Task brief:
Please give, word for word, the line containing "task | mark one point on each instance of the dark" and every line that comes after it in the data below.

..............................

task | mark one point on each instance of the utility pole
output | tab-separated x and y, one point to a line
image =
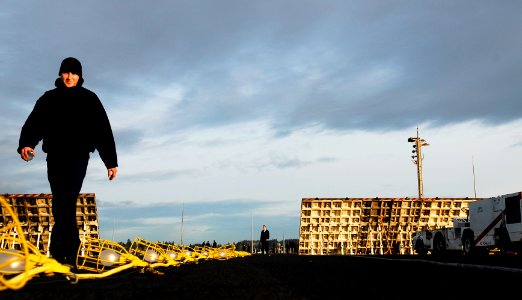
417	158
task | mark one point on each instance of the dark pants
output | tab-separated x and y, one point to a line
66	177
264	247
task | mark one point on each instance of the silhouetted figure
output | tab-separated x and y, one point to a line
265	235
71	123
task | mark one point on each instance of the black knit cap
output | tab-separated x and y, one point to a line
71	64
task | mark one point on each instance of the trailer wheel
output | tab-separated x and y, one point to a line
502	240
439	245
467	243
419	248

..............................

Solution for this problem:
task | mark one point on each instance of the dark pants
output | tab-separated x and y, one point to a line
66	177
264	247
task | mark one point on each instance of the silhouetted figure
output | tab-separated x and y, one point to a line
265	235
71	123
task | mark one point on each instance of the black knit cap
output | tab-separated x and y, one point to a line
71	64
task | mark one point on each instance of the trailer wheel
output | tab-separated x and y, one point to a line
502	240
439	245
467	243
419	248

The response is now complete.